_EXERCISE INSTRUCTIONS_.
Could you set down every entry exactly as it appears?

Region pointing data
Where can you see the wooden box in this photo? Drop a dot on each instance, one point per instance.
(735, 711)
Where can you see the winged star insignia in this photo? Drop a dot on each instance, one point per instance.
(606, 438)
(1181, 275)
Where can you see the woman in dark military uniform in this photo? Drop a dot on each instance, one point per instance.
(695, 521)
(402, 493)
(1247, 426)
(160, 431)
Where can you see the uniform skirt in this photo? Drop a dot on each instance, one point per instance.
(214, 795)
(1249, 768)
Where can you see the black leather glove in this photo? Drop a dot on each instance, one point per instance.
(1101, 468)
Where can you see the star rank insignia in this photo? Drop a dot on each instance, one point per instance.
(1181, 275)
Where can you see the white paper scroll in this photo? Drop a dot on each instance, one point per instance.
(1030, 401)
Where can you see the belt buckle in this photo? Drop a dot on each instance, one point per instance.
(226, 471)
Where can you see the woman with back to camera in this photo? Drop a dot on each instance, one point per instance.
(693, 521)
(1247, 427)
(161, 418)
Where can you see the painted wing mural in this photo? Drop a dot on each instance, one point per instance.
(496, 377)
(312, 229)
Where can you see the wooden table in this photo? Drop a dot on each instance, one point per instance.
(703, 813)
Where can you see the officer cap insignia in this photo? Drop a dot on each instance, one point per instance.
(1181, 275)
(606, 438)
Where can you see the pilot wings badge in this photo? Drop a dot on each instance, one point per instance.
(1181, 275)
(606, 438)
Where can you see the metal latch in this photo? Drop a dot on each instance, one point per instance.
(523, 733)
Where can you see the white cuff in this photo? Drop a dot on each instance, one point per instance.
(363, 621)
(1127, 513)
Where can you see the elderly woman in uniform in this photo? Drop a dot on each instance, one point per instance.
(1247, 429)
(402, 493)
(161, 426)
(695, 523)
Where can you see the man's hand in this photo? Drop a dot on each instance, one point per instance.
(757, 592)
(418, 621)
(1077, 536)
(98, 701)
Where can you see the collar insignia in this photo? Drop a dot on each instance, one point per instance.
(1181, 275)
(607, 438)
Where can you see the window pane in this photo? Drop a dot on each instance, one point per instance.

_SOLUTION TO THIS TASK_.
Where can you see the wooden box in this photo? Drop a dot on each instance, one point per instance.
(735, 711)
Where can you see the winged star insignia in this photo? Drop a dot on each instance, one point per instance.
(606, 438)
(1181, 275)
Where can you see the woman in dark military uniform in this photo? Drop a dot on each instance, one point per instance.
(695, 521)
(402, 493)
(1247, 426)
(160, 431)
Where can you see the uniform skirt in this photo? Drop a dot on each instance, one point per instance.
(214, 795)
(1249, 768)
Where can you see the black leather glove in this photo? Drop a dot on each instance, one point per instance.
(1101, 468)
Where can you see the star rank insignia in this photo? Drop a dot on each instance, one point per instance.
(1181, 275)
Where can you see the white paper scroll in this photo? Drop a dot on each instance, one point per instance.
(1030, 401)
Where can you see the belt buckle in this photo? Drop a dot on each instance, one point per instance.
(226, 471)
Where can you see the woman with back to camera in this photo? Drop a dot on each instance, one point per instance.
(693, 521)
(1247, 427)
(161, 418)
Where can you see the painted wing mural in this photo? Drop a dot on each instance, one point per instance.
(496, 377)
(312, 229)
Where can you see the wooden table in this photo? Drop a dot on each instance, one point per instance.
(703, 813)
Where can you see the officer cap insignia in this photo? Drop a dot on each instance, one point per instance.
(1181, 275)
(606, 438)
Where can you see the pilot wings badge in this photo? Drop a dot on each instance, one point per instance.
(1181, 275)
(606, 438)
Where can you see the metal latch in this photo? Drop a dot on each instance, one point per instance.
(523, 733)
Where can you see the white cuff in this photo? Drop a dot on each instance, one point per instance.
(363, 621)
(1127, 513)
Where can you see the elderly woman in uniform in this photo? Drop a dot on each instance, one point per instance.
(1247, 429)
(402, 493)
(161, 426)
(695, 523)
Where can you see the man's hand in this photo? Drop a dot on each instance, one point per instance.
(757, 592)
(418, 621)
(1077, 536)
(98, 701)
Where can you see the collar insignia in this photo? Drop a dot on each instance, one point per instance.
(1181, 275)
(607, 438)
Where can you see the window pane in this photo? Drop a dot on each instance, one point per instance.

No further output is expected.